EXERCISE
Rewrite the part of the review below that begins with "I think I'm" and ends with "13th the series.", putting "unimpressed" in place of "underwhelmed".

I think I'm going to have to give up on this book. I really dislike saying such things but I am very underwhelmed by The Call of Cthulhu and other weird stories by H.P. Lovecraft. It could be due to desensitization or the amount of hype and praise that various friends gave H.P. Lovecraft. I am a proud child of the 70’s and 80’s so some of the first media I was ever exposed to was the slasher horror flick. Jason, Michael Myers (Halloween 3 sucked so much I begged my mother to let me watch it and was so mad because it was nothing like 1 or 2, and was really poorly written and made no sense) Freddy Kurger, Chucky, Damien, and Regan Burstyn were all the odd protagonist of my day. Some of my favorite television in my childhood was the twilight zone, the outer limits, tales from the darkside, tales from the crypt, monsters, and one of the ones that really love was Friday the 13th the series.
When I allotted time to be properly horrified by the man countless critics called, the father and master of American horror I was very disappointed. His writing style is beautiful he is one of the few writers that transform the written word into experience. There is a point that you do not notice where you stop reading and you are merely following the events of the unfolding epic. The unfortunate part is the epic that unfolds is the archetype of anticlimactic. I wanted to like these stories, and they were good, but from what I had heard, I expected a great deal more.

RAW RECORDS

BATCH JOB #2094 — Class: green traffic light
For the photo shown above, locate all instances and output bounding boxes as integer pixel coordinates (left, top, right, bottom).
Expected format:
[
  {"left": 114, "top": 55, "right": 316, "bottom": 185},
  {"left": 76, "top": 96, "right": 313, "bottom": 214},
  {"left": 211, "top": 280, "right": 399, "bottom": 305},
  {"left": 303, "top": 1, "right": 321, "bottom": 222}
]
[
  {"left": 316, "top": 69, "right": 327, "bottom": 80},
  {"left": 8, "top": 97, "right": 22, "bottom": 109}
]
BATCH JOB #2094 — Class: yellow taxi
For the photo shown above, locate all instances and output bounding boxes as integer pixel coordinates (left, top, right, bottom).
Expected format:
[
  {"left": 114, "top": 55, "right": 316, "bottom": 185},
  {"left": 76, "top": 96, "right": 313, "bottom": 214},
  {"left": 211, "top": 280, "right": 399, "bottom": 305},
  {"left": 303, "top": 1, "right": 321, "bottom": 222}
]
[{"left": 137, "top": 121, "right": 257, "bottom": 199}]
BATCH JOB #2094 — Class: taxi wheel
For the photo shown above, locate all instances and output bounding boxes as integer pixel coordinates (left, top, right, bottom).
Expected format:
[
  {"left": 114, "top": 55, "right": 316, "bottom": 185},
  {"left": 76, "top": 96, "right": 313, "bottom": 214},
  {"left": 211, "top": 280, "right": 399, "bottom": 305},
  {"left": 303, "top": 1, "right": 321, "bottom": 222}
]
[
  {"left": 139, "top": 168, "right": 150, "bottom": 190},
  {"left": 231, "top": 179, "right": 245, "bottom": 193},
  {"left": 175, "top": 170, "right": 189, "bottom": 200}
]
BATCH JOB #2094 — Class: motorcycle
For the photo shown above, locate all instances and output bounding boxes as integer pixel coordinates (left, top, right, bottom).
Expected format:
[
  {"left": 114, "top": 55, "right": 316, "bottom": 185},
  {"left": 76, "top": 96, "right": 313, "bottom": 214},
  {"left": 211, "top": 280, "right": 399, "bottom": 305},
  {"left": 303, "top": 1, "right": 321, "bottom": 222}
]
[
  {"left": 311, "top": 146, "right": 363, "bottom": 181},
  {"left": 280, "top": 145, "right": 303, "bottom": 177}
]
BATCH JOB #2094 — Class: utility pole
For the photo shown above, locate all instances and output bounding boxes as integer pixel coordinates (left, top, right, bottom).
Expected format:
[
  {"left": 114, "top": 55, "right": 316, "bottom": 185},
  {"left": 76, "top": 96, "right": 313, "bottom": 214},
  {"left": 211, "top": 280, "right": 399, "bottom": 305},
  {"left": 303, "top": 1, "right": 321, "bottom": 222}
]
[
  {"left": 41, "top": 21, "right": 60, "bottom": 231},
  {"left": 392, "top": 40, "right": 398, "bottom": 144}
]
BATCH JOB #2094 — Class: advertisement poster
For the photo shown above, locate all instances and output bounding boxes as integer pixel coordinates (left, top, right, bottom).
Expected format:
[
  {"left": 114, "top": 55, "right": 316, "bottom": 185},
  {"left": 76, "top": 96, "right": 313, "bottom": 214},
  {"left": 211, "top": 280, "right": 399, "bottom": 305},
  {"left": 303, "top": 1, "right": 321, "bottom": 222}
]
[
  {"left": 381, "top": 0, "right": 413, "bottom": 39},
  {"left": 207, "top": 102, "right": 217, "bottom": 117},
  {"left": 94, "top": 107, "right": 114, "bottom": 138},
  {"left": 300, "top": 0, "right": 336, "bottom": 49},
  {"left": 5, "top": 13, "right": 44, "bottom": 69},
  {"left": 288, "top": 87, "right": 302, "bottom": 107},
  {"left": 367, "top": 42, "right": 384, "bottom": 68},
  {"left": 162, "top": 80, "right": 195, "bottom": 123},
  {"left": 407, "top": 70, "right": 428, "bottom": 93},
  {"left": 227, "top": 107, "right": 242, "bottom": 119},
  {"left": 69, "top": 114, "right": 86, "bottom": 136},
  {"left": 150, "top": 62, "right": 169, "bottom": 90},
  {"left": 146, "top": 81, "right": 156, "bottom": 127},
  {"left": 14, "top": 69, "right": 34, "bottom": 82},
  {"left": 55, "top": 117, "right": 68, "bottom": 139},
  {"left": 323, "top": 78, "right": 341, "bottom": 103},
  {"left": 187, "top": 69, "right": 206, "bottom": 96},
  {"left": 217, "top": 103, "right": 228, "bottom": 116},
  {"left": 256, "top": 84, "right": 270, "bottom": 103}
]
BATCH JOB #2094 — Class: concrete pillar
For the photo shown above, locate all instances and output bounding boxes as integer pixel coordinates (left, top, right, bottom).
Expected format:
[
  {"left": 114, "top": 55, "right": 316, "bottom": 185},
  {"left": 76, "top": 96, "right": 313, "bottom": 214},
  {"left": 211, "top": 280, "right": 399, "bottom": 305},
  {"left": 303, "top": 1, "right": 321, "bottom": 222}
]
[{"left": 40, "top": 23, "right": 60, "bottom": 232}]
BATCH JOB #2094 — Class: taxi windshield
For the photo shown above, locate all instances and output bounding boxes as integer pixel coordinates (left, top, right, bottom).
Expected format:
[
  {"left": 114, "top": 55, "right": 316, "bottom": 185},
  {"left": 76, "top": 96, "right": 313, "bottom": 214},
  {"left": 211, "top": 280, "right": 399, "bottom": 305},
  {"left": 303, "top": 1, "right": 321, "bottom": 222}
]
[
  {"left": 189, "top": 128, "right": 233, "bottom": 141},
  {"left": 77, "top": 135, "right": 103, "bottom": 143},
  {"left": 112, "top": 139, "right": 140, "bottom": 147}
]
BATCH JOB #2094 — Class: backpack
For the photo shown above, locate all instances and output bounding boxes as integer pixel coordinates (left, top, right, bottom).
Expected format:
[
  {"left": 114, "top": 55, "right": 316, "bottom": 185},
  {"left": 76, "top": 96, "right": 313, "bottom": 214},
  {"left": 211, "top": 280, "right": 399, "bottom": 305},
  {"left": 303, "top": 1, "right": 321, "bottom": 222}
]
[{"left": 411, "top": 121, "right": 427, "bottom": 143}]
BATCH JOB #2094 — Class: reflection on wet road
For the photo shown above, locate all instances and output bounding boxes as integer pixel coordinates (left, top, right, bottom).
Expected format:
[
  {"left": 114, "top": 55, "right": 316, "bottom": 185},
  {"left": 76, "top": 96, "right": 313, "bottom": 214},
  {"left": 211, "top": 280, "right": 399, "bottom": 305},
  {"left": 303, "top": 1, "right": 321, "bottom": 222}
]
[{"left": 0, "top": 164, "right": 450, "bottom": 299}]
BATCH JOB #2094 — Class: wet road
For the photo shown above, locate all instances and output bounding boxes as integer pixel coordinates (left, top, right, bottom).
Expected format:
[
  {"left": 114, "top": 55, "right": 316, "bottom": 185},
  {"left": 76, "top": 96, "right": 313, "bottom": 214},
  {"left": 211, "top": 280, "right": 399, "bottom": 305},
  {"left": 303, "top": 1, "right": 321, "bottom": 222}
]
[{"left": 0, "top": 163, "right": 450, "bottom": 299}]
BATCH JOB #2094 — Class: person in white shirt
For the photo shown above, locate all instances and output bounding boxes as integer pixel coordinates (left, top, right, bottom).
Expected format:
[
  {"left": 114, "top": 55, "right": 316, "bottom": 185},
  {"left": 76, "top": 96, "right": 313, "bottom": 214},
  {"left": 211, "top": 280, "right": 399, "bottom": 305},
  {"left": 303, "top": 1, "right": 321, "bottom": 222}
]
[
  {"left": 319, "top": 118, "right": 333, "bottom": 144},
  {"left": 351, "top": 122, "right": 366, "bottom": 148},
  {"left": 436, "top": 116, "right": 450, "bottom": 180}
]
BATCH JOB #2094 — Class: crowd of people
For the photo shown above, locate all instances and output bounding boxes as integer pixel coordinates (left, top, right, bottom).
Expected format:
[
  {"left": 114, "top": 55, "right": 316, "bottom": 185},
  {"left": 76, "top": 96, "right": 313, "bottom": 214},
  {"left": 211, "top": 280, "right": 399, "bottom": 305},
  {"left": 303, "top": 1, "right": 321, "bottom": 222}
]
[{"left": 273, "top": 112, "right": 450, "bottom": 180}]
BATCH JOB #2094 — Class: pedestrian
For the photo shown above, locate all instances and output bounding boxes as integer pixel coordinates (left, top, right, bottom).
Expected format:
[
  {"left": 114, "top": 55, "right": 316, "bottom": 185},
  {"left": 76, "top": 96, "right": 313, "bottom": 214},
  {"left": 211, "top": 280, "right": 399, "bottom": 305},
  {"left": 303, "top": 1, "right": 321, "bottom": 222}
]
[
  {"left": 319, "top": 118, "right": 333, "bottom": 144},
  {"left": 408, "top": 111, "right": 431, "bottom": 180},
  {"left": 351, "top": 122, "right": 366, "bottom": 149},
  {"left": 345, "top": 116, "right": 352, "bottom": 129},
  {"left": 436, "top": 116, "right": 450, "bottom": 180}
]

THE RESULT
I think I'm going to have to give up on this book. I really dislike saying such things but I am very unimpressed by The Call of Cthulhu and other weird stories by H.P. Lovecraft. It could be due to desensitization or the amount of hype and praise that various friends gave H.P. Lovecraft. I am a proud child of the 70’s and 80’s so some of the first media I was ever exposed to was the slasher horror flick. Jason, Michael Myers (Halloween 3 sucked so much I begged my mother to let me watch it and was so mad because it was nothing like 1 or 2, and was really poorly written and made no sense) Freddy Kurger, Chucky, Damien, and Regan Burstyn were all the odd protagonist of my day. Some of my favorite television in my childhood was the twilight zone, the outer limits, tales from the darkside, tales from the crypt, monsters, and one of the ones that really love was Friday the 13th the series.